> _SET TASKS_
1) According to the forecasting model comparison, what test size was used for the Prophet model?
2) Continue the forecasting model comparison from its final heading, following the layout used for the Prophet model.

>> Begin QUOTED PASSAGE

Domain-Specific Feature Engineering: XGBoost's 92 features capture market microstructure
Statistical Rigor: ARIMA and Monte Carlo provide theoretically sound uncertainty quantification
Implementation Quality: Well-implemented simple models beat poorly implemented complex ones
Data Efficiency: Traditional methods work well with limited training data (8,000 samples)
Market Efficiency: High-frequency financial data may have limited predictable patterns for deep learning

🔍 Foundation Model Insights

Zero-shot capability: Chronos and Moirai work out-of-the-box without domain training
Scale vs Performance: Larger models (Moirai 311M) didn't outperform smaller ones (Chronos 60M)
Implementation Complexity: Custom fine-tuning can underperform zero-shot approaches
Probabilistic Forecasting: Foundation models excel at uncertainty quantification when properly calibrated

🔮 Detailed Algorithm Analysis

1. Prophet Model

Implementation: train_nvda_prophet.py

Configuration

Training Size: 8,000 samples (~4.8 months)
Test Size: 36 samples (3 hours)
Test Period: Volatile Period 43 (indices 99022-99058)
Data Preprocessing: Log-transformed prices, ET trading hours only
Model Features: Daily seasonality + Volume regressor + Volatility regressor

Results Summary (Volatile Test Period)

Metric	Prophet (Volatile Period)	Actual Data
Price Range	$103.62 - $126.98	$133.52 - $136.19
Standard Deviation	$6.561	$0.260
Price Change	-$23.36	$0.06
MAE	$13.11	-
RMSE	$14.61	-
MAPE	9.71%	-
Directional Accuracy	58.3% (21/36)	-

Key Findings

✅ Strengths:

Best Directional Accuracy: 58.3% - significantly above random (50%)
Captures Market Volatility: Highest prediction variability ($6.561 std)
Trend Detection: Attempts to capture longer-term patterns
Uncertainty Quantification: Provides confidence intervals

❌ Limitations:

Large Systematic Bias: Massive $30+ underestimation of price level
Poor Price Accuracy: MAE $13.11 - worst among all models
Overconfident Predictions: Trends strongly downward when market was stable
Scale Mismatch: Predictions in $103-127 range vs actual $133-136

🔍 Root Causes:

Training Data Mismatch: Model trained on earlier period with different price levels
Trend Extrapolation: Prophet extrapolated downward trend inappropriately
Volatility Overestimation: Model predicted much higher volatility than occurred
Time Series Assumptions: Additive components don't capture financial market dynamics

2. Monte Carlo Simulation (Zero-Shot)

>> End QUOTED PASSAGE
>> Begin RECORDS PROVIDED

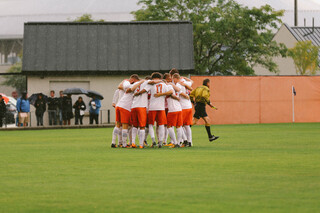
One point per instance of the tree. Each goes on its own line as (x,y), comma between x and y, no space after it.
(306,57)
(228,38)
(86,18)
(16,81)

>> End RECORDS PROVIDED

> _EXERCISE RESPONSES_
1) 36 samples (3 hours).

2)
Implementation: zeroshot_nvda_monte.py

Configuration

Training Size: 8,000 samples (~4.8 months)
Test Size: 36 samples (3 hours)
Test Period: Volatile Period 43 (indices 99022-99058)
Simulations: 10,000 Monte Carlo paths
Model: Geometric Brownian Motion (GBM)
Parameters: μ = 0.000015, σ = 0.004470 (30.13% annualized return, 62.66% volatility)

Results Summary (Volatile Test Period)

Metric	Monte Carlo (Volatile Period)	Actual Data
Price Range	$133.49 - $133.55	$133.52 - $136.19
Standard Deviation	$0.032	$0.260
Price Change	$0.06	$0.06
MAE	$0.52	-
RMSE	$0.61	-
MAPE	0.39%	-
Directional Accuracy	41.7% (15/36)	-
90% CI Coverage	100.0%	-

Key Findings

✅ Strengths:

Excellent Price Accuracy: MAE $0.52 - second best overall
Perfect CI Coverage: 100% of actual values within 90% confidence intervals
No Systematic Bias: Mean prediction very close to actual mean
Realistic Starting Point: Begins at correct price level
Statistical Foundation: Based on historical return distribution

❌ Limitations:

Extremely Flat Predictions: Lowest variability ($0.032 std vs $0.260 actual)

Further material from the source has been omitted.